═════ Data for this exercise

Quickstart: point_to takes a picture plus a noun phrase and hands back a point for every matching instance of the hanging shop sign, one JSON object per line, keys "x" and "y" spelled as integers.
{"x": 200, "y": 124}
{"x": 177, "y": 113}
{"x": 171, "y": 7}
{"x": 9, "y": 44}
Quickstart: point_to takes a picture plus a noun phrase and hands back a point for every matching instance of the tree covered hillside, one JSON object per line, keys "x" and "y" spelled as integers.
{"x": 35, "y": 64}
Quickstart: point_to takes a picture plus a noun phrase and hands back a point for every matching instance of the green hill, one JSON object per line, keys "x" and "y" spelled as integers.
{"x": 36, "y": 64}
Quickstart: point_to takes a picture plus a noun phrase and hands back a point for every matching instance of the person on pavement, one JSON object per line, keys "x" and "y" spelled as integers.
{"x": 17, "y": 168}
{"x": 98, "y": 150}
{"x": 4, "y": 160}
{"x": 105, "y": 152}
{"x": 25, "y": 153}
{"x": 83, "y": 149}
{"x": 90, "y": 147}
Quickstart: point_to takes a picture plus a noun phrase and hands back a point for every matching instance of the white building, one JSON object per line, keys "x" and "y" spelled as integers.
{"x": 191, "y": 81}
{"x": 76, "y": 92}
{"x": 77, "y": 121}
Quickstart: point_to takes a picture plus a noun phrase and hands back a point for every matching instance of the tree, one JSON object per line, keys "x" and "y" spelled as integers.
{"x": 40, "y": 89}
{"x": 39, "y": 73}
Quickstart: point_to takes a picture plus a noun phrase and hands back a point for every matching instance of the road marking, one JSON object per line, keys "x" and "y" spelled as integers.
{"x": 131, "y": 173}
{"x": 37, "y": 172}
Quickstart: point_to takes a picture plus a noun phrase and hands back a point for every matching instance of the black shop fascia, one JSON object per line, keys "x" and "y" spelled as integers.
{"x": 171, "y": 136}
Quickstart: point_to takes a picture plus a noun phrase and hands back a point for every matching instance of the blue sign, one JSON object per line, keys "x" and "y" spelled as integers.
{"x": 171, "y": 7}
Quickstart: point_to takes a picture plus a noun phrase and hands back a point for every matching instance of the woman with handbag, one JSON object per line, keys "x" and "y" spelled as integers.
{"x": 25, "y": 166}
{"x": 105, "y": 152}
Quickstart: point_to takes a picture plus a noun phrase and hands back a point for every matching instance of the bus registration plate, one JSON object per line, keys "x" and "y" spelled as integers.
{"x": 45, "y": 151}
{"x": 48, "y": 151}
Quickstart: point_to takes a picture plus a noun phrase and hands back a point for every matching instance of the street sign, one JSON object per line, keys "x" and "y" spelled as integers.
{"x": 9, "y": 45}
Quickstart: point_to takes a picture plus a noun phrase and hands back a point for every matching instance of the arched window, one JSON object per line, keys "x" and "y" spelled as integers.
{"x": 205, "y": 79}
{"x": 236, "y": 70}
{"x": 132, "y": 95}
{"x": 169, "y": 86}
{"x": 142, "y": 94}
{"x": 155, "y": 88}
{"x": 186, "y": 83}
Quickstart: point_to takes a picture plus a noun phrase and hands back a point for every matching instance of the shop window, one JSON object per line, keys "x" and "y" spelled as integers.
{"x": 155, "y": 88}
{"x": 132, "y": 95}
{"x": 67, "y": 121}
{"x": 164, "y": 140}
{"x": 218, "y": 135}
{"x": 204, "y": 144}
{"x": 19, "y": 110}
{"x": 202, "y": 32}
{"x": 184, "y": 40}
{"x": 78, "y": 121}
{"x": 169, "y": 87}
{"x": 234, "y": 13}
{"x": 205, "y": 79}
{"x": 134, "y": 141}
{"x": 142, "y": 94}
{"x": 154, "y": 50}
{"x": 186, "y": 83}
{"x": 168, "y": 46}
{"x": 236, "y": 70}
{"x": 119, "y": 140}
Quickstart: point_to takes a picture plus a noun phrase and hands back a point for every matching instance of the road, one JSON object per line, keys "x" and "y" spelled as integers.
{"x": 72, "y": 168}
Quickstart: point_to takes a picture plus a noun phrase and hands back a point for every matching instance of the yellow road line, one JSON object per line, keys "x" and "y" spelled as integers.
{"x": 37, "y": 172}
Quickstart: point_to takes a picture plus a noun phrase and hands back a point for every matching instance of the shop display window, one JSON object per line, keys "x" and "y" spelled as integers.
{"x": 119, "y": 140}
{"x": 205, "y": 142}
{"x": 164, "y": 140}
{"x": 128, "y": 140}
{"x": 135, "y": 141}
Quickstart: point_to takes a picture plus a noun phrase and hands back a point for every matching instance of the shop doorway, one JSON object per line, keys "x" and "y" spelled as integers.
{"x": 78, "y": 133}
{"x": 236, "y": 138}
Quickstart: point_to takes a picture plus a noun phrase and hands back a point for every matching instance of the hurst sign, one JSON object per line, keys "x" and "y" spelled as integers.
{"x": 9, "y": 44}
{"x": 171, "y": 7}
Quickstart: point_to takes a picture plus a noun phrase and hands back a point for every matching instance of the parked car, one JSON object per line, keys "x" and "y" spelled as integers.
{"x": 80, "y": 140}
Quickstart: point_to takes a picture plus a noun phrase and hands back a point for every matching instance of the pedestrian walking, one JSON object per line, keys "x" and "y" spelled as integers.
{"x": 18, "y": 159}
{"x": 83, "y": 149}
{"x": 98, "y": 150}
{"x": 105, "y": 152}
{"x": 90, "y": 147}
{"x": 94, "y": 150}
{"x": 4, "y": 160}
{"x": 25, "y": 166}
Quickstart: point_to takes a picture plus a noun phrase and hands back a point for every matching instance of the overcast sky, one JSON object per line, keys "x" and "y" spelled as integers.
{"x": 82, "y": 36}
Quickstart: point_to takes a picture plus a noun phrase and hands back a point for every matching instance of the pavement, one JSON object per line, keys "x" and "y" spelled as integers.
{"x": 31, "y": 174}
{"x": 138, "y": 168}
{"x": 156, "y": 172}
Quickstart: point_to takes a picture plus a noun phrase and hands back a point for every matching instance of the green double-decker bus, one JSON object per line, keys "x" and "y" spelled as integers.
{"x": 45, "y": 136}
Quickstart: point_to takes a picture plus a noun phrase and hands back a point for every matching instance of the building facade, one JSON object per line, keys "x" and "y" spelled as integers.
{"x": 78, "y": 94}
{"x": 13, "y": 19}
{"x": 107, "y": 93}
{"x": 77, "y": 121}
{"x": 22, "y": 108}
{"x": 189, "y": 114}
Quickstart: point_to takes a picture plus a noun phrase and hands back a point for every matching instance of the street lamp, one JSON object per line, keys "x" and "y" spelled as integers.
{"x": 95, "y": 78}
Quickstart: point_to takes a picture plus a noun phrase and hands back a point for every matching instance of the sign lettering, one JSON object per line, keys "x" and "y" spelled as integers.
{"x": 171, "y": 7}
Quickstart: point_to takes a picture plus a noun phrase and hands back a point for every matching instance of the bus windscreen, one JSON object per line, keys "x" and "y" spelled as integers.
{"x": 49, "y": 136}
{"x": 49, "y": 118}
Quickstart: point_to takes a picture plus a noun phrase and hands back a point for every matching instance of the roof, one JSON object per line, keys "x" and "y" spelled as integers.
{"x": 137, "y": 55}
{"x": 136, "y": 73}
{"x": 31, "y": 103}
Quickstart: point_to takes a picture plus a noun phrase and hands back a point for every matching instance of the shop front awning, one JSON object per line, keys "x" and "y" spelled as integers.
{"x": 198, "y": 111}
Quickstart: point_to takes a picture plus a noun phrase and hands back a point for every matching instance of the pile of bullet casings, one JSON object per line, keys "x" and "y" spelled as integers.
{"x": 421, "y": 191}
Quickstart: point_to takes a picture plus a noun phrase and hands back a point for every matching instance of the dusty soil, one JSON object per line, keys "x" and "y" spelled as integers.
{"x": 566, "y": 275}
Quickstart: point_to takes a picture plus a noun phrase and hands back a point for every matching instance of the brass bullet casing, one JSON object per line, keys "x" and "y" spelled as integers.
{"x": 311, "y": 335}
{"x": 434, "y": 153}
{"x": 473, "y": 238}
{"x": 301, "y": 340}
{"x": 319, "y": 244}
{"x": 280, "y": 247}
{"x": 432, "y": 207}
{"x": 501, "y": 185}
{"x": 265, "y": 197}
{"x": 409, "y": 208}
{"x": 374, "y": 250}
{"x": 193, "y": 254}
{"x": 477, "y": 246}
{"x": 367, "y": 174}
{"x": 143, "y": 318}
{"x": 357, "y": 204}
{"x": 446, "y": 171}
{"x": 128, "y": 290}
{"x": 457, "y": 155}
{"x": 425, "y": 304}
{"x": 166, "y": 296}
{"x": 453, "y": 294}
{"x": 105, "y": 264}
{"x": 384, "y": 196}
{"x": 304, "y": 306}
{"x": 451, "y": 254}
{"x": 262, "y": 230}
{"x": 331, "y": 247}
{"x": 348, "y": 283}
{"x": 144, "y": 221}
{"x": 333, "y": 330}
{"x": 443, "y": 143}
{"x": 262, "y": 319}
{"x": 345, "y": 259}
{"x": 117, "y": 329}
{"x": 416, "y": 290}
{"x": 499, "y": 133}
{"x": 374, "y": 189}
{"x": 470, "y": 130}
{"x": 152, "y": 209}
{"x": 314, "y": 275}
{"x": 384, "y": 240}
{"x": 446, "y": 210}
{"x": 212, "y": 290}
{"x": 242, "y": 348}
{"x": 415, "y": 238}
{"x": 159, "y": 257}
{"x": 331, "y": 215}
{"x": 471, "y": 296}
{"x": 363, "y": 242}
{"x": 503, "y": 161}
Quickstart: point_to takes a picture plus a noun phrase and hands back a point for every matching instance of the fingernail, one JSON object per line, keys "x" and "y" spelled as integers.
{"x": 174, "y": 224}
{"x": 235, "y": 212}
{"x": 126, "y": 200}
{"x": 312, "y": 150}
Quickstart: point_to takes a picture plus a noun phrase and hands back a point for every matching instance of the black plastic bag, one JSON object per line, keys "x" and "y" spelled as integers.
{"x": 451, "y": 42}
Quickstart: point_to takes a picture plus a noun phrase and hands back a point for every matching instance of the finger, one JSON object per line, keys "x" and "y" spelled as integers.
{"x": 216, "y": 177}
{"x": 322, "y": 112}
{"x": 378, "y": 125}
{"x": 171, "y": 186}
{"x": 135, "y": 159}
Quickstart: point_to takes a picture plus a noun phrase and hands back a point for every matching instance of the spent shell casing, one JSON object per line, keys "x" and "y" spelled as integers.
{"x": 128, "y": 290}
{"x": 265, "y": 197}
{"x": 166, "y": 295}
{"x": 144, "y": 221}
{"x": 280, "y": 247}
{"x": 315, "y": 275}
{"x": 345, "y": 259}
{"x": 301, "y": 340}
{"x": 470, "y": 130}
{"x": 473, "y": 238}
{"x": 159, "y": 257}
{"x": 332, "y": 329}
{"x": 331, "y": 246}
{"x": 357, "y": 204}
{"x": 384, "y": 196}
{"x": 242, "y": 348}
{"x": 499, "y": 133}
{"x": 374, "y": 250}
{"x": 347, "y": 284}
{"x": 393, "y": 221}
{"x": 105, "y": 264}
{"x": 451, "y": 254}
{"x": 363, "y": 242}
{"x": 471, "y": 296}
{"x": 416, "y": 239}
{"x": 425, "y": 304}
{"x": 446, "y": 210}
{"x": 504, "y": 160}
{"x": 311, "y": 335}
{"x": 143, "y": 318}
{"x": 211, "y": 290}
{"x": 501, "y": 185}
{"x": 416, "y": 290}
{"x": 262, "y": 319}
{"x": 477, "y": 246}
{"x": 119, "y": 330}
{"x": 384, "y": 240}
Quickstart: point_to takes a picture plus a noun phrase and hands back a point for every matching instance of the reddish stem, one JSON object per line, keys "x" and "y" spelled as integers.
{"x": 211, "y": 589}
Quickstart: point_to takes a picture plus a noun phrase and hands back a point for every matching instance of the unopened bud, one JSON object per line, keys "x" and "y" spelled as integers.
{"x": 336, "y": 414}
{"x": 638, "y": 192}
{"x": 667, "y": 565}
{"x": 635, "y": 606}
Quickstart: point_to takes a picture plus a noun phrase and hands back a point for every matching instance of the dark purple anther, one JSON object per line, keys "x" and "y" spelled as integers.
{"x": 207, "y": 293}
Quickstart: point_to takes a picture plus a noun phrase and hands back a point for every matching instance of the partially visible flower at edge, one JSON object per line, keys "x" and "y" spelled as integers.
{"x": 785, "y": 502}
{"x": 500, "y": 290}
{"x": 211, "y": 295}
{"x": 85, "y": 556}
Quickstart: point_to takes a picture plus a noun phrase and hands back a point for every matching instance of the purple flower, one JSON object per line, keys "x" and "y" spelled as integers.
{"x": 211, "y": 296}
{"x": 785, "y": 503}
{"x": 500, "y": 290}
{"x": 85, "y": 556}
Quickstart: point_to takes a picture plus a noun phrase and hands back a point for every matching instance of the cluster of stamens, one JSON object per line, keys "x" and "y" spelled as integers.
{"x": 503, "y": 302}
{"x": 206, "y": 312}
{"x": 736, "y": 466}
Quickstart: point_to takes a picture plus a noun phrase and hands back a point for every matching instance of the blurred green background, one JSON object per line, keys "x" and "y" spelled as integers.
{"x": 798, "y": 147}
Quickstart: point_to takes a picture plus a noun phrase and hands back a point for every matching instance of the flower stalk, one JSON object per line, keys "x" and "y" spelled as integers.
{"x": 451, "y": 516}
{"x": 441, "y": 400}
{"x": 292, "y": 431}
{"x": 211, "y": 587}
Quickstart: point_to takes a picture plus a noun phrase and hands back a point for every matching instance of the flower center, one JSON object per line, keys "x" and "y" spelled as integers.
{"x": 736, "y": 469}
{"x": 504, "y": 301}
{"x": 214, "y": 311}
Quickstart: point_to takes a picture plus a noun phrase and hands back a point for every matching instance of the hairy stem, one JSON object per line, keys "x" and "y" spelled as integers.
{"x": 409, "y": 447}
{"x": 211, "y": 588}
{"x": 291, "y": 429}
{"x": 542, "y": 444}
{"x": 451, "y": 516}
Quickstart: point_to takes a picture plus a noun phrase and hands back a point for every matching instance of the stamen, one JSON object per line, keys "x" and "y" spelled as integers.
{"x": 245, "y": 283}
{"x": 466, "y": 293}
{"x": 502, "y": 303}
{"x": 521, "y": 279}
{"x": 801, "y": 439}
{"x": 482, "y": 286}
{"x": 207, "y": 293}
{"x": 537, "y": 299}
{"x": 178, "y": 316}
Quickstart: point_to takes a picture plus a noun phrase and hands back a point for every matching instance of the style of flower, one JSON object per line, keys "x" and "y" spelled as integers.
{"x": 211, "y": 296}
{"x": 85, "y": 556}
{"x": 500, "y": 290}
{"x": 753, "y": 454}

══════════

Set task:
Extract every line from the one containing "of the style" to the end of the entries, including both of those lines, exactly as given and with nothing added.

Exercise answer:
Quickstart: point_to takes a picture plus a noun phrase and hands back a point for every matching instance of the style of flower, one JSON object per line, keys "x" and "y" spelled as integers.
{"x": 211, "y": 296}
{"x": 85, "y": 556}
{"x": 500, "y": 290}
{"x": 753, "y": 454}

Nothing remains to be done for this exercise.